[SUPPLIED PASSAGE]
September 27, 2007
Consider the case of Carlos Camejo. His is one of those nightmare stories that seems too horrible to be true. Camejo is a Venezuelan man who had been declared dead but woke up in the morgue in excruciating pain after medical examiners began their autopsy on him. In this era of medical sophistication it truly stretches the imagination to conjure up an explanation for such a horrible mistake. And yet, in reality, Carlos Camejo has experienced a kind of resurrection.
Though the circumstances might not be as harrowing, most of us know something about resurrection, about life after death. When I was in seminary in the early 1970's an economic downturn hit Dallas and I lost my job when the company pulled out of the area. I wasn't worried because I knew I could get another one. Or so I thought. A year later my "downward mobility" had taken me from a nice apartment to a one room economy apartment and then to an undergraduate room at SMU with a roommate. I was horribly in debt, depressed, and still had no job. I thought I was finished and that I had no prospects of ever paying off my debts. And then came resurrection: a good job, debts paid within a year, and the ability to put $100 a month into a mutual fund. End of nightmare.
I could tell you even more personal stories about those times when I thought that the end had arrived prematurely: the horrible mistake I made in undergraduate school, the 30th birthday when I thought I was a failure, the deaths of my parents at relatively young ages. But I don't really need to tell my stories because you have your own. Life, for most of us, has written some tough chapters, and you know yours only too well. You also know that what seems like the end is always followed by new beginnings.

[EXERCISE SET]
1 - In the reflection on resurrection, rewrite the section starting at "Though the circumstances" and ending at "End of nightmare.", substituting "savings account" for "mutual fund".
2 - According to the reflection on resurrection, why doesn't the writer need to tell more personal stories? Answer in one to three sentences.
3 - Extend the reflection on resurrection, picking up after its final sentence.

[INFORMATION]

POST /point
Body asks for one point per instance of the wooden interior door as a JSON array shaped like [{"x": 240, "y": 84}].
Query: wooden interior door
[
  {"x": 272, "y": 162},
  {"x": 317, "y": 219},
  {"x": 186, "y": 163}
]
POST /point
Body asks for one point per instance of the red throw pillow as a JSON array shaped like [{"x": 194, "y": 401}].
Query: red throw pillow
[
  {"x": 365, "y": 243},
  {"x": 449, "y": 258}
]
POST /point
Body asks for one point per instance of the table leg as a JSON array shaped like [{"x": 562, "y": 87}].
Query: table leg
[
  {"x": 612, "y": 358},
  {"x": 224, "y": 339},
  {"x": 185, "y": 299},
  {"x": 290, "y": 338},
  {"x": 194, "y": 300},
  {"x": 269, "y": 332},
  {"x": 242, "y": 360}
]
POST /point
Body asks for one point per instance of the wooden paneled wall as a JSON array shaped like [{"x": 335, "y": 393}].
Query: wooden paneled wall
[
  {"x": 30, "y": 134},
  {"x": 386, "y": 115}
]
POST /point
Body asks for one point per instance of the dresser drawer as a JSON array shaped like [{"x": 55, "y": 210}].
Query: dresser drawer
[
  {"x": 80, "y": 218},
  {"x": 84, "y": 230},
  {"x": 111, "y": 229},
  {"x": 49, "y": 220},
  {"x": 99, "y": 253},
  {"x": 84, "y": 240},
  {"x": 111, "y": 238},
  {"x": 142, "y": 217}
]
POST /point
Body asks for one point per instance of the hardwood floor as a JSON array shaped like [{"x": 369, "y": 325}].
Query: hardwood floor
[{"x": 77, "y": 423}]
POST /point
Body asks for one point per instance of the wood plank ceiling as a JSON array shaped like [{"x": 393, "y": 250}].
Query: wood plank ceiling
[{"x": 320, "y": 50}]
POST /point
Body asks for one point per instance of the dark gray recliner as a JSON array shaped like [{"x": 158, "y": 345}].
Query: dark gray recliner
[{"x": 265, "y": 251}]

[ANSWERS]
1 -
Though the circumstances might not be as harrowing, most of us know something about resurrection, about life after death. When I was in seminary in the early 1970's an economic downturn hit Dallas and I lost my job when the company pulled out of the area. I wasn't worried because I knew I could get another one. Or so I thought. A year later my "downward mobility" had taken me from a nice apartment to a one room economy apartment and then to an undergraduate room at SMU with a roommate. I was horribly in debt, depressed, and still had no job. I thought I was finished and that I had no prospects of ever paying off my debts. And then came resurrection: a good job, debts paid within a year, and the ability to put $100 a month into a savings account. End of nightmare.

2 - The writer doesn't need to tell those stories because readers have their own. Life has written tough chapters for most people, and they know theirs only too well.

3 -
When you read the Bible you will find that the story of Jesus and the open tomb is only one of many resurrection stories. There was Abraham and Isaac, the story of Joseph sold into slavery, David and Goliath, the New Testament stories about the blind receiving sight, the lame walking again, lepers being healed, Lazarus rising from his deathbed. And as fantastic as some of those stories are, we know that they really do reflect the way life is.
If you are reading this I know you are not lying on a slab in some morgue with doctors preparing to cut you open. But you may feel like you are dead nevertheless. Take heart. Life really is about 2nd chances, about new opportunities, about hope rising out of the ashes. Life really is about resurrection. Just ask Carlos Camejo. Or better yet, consult your Bible. Don't give up because, quite likely, the best is yet to be.